Rounding up the set of data. There are ways we can reduce our data, at least
visually and make it easier to understand by decreasing the amount of decimal
places or rounding it up. In excel there is an option that allows us to do it by
simply clicking on a button.
Let’s say we want to decrease the
amount of data we see in the
columns for the Standard deviation
and the variance. As shown, we
have a lot of decimals and it can be
confusing, especially for people
that are not familiar with it. In
order to reduce it, we simply click
on the following button: this button, allows us to decrease the decimal
places when a field is highlighted. We can also increase the decimals by using
the button next to it . An example of what a reduced variant of this data
might look like is the following:
As you can see, we went all the way from 27.57472.. to 28 and from 28.77072..
to 29. This can be useful when we have to add up and subtract data, it will allow
us to get simpler, but not accurate results.

▸ **Entries supplied**:

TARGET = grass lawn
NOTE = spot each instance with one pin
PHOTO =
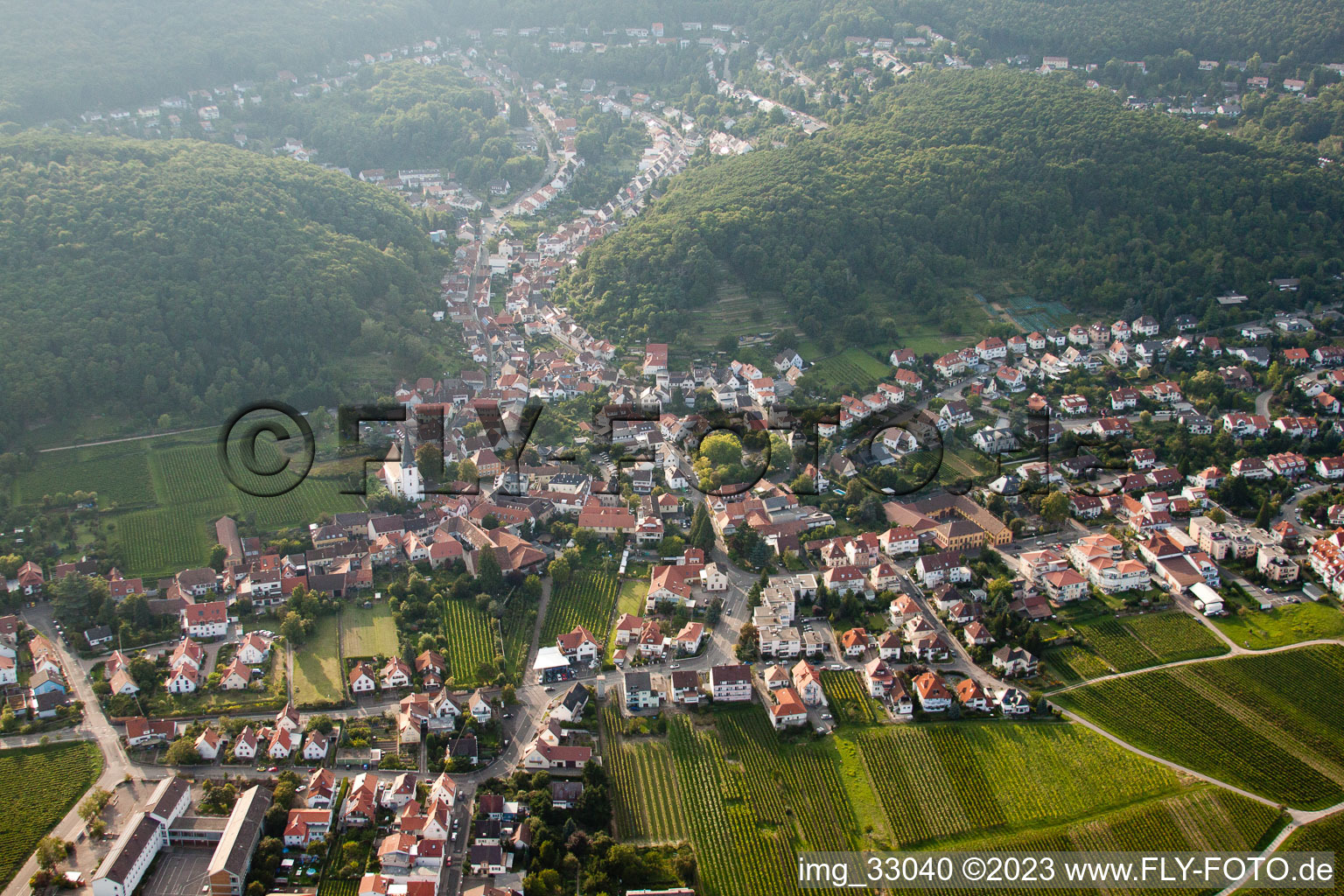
(368, 632)
(38, 786)
(318, 673)
(629, 599)
(1261, 629)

▸ **Work instructions**:
Extend the passage on reducing decimal places in Excel by writing what would come after its final sentence. None of the entries are needed here.

▸ **Expected output**:
Throughout this data set, we have
some anomalies such as when using
the mode as shown on the diagram we have experienced an error that comes up
under #N/A, meaning our data is not very reliable. The mode is the value that
appears the most often in a data set and it can be used as a measure of central
tendency. As shown on the image, we can see that no results are displayed for
the mode meaning our data is not so realisable as the result can not be properly
obtained, due to the numbers being in an uncooperative range.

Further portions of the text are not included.